Directions: Return each of the following items word for word, leaving every line unchanged.
==== Recorded data ====
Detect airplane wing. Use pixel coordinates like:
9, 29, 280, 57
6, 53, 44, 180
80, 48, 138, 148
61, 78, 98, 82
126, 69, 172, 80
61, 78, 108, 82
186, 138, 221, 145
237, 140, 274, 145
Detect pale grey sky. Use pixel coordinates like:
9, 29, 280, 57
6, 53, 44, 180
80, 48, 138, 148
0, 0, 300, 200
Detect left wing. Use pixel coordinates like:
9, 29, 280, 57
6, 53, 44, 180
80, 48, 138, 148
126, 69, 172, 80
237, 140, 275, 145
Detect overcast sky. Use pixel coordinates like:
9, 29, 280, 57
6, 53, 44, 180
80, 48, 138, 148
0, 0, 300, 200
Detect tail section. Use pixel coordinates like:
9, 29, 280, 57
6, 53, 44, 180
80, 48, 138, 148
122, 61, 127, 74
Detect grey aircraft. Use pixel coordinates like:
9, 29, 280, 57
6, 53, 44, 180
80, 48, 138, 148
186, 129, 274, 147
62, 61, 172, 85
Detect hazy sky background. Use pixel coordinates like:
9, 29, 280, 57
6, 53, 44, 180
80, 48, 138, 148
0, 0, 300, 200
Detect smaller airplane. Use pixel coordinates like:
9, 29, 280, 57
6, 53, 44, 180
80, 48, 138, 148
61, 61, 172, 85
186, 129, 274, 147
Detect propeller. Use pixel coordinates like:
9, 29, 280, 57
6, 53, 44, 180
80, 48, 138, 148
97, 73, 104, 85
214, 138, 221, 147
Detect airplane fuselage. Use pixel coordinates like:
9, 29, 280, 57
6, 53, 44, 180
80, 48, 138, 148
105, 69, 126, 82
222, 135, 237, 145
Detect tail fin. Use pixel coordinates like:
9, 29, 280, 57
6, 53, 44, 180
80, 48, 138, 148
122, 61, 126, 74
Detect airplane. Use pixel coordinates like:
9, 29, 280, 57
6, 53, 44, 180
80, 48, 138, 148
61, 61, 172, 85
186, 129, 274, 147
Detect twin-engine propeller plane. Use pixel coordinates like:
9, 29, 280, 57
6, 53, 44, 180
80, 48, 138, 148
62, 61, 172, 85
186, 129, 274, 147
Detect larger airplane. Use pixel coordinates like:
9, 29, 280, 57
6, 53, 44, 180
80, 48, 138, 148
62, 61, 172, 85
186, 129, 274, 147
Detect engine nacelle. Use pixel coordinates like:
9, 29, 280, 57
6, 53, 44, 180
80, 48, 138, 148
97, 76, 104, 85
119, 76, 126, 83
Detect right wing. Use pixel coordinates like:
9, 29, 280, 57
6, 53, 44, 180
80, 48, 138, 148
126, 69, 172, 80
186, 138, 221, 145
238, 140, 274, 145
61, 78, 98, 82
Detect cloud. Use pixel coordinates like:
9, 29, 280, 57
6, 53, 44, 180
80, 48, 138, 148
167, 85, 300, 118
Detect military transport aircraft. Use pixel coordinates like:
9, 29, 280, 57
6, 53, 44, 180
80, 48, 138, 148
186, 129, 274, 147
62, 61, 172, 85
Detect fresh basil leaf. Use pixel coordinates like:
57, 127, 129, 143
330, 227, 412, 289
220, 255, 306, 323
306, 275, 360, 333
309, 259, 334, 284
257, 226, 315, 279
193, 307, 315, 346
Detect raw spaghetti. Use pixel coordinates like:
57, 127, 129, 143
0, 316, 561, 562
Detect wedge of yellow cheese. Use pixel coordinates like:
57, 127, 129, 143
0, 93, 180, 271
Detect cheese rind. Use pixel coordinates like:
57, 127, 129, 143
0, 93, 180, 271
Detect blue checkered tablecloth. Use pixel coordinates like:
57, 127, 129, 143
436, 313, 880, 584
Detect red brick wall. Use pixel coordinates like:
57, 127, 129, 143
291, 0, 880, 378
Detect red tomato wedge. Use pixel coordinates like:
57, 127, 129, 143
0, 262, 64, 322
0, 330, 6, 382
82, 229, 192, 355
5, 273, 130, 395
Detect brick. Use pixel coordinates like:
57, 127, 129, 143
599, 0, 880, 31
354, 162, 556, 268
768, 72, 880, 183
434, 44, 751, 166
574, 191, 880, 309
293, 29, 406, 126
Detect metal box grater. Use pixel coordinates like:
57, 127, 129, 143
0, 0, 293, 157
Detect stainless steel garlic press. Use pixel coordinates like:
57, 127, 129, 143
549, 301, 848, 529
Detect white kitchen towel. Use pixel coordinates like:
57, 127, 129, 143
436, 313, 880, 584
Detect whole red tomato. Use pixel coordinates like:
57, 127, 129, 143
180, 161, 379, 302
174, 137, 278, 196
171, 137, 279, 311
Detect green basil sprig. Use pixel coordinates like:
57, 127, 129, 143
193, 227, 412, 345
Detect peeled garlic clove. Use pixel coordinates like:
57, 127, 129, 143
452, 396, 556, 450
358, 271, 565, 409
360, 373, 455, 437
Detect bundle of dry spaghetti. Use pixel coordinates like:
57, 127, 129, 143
====
Task solution:
Detect airplane wing. Use pixel coordinates like:
9, 29, 280, 57
6, 53, 44, 180
80, 48, 138, 148
61, 78, 98, 82
126, 69, 172, 80
61, 78, 108, 82
186, 138, 221, 145
237, 140, 274, 145
Detect pale grey sky. Use pixel coordinates like:
9, 29, 280, 57
6, 53, 44, 180
80, 48, 138, 148
0, 0, 300, 200
Detect left wing. Use pixel coordinates like:
9, 29, 280, 57
6, 53, 44, 180
80, 48, 138, 148
126, 69, 172, 80
237, 140, 275, 145
Detect overcast sky. Use pixel coordinates like:
9, 29, 280, 57
6, 53, 44, 180
80, 48, 138, 148
0, 0, 300, 200
Detect tail section. Use pixel coordinates like:
9, 29, 280, 57
6, 53, 44, 180
80, 48, 138, 148
122, 61, 127, 74
Detect grey aircraft. Use pixel coordinates like:
9, 29, 280, 57
6, 53, 44, 180
80, 48, 138, 148
186, 129, 274, 147
62, 61, 172, 85
Detect hazy sky background. Use pixel coordinates like:
9, 29, 280, 57
6, 53, 44, 180
80, 48, 138, 148
0, 0, 300, 200
Detect smaller airplane. Use pixel coordinates like:
9, 29, 280, 57
6, 53, 44, 180
80, 48, 138, 148
61, 61, 172, 85
186, 129, 274, 147
Detect propeller. Use pixel coordinates like:
9, 29, 280, 57
6, 53, 44, 180
80, 48, 138, 148
97, 73, 104, 85
214, 138, 221, 147
Detect airplane fuselage. Use pixel coordinates like:
9, 29, 280, 57
6, 53, 44, 180
80, 48, 138, 148
105, 69, 126, 82
222, 135, 237, 145
Detect tail fin. Use pixel coordinates like:
9, 29, 280, 57
6, 53, 44, 180
80, 48, 138, 148
122, 61, 126, 74
Detect airplane. Use pixel coordinates like:
9, 29, 280, 57
6, 53, 44, 180
80, 48, 138, 148
61, 61, 172, 85
186, 129, 274, 147
Detect twin-engine propeller plane. Use pixel coordinates like:
9, 29, 280, 57
6, 53, 44, 180
80, 48, 138, 148
62, 61, 172, 85
186, 129, 274, 147
Detect larger airplane. Use pixel coordinates like:
9, 29, 280, 57
6, 53, 44, 180
80, 48, 138, 148
62, 61, 172, 85
186, 129, 274, 147
Detect engine nacelle. Use pixel coordinates like:
9, 29, 280, 57
6, 53, 44, 180
80, 48, 138, 148
97, 76, 104, 85
119, 76, 126, 83
Detect right wing. Use pixel coordinates like:
9, 29, 280, 57
6, 53, 44, 180
80, 48, 138, 148
126, 69, 172, 80
186, 138, 221, 145
238, 140, 274, 145
61, 78, 98, 82
Detect cloud. Use pixel coordinates like:
9, 29, 280, 57
6, 53, 44, 180
80, 48, 138, 148
167, 85, 300, 118
Detect military transport aircraft. Use pixel coordinates like:
9, 29, 280, 57
6, 53, 44, 180
80, 48, 138, 148
186, 129, 274, 147
62, 61, 172, 85
Detect fresh basil leaf. Use pixel coordinates like:
57, 127, 129, 143
330, 227, 412, 289
220, 255, 306, 323
306, 275, 360, 333
309, 259, 334, 284
257, 226, 315, 279
193, 307, 315, 346
Detect raw spaghetti. Use pixel coordinates like:
57, 127, 129, 143
0, 316, 561, 562
Detect wedge of yellow cheese. Use pixel coordinates like:
57, 127, 129, 143
0, 93, 180, 271
Detect cheese rind. Use pixel coordinates like:
57, 127, 129, 143
0, 93, 180, 271
Detect blue checkered tablecloth. Use pixel coordinates like:
57, 127, 129, 143
436, 313, 880, 584
Detect red brick wall. Use pixel coordinates like:
57, 127, 129, 143
291, 0, 880, 378
Detect red tomato wedge. Use pixel coordinates like:
57, 127, 129, 143
0, 262, 64, 322
0, 330, 6, 382
82, 229, 192, 355
5, 273, 130, 395
Detect brick. Use pixel coordinates like:
57, 127, 129, 143
599, 0, 880, 31
354, 162, 556, 268
768, 72, 880, 183
434, 44, 751, 166
574, 191, 880, 309
293, 29, 406, 126
Detect metal box grater. Use pixel coordinates like:
57, 127, 129, 143
0, 0, 293, 157
Detect stainless steel garlic press. Use pixel coordinates like:
57, 127, 129, 143
549, 301, 848, 529
Detect white kitchen towel. Use pixel coordinates like:
57, 127, 129, 143
436, 313, 880, 584
Detect whole red tomato. Use pixel coordinates like:
57, 127, 129, 143
180, 161, 379, 302
174, 137, 278, 196
171, 137, 279, 311
Detect green basil sprig. Use pixel coordinates like:
57, 127, 129, 143
193, 227, 412, 345
Detect peeled garlic clove. Use pixel coordinates like:
57, 127, 129, 143
452, 396, 556, 450
358, 271, 565, 409
360, 373, 455, 437
Detect bundle of dry spaghetti. Use pixel coordinates like:
57, 127, 129, 143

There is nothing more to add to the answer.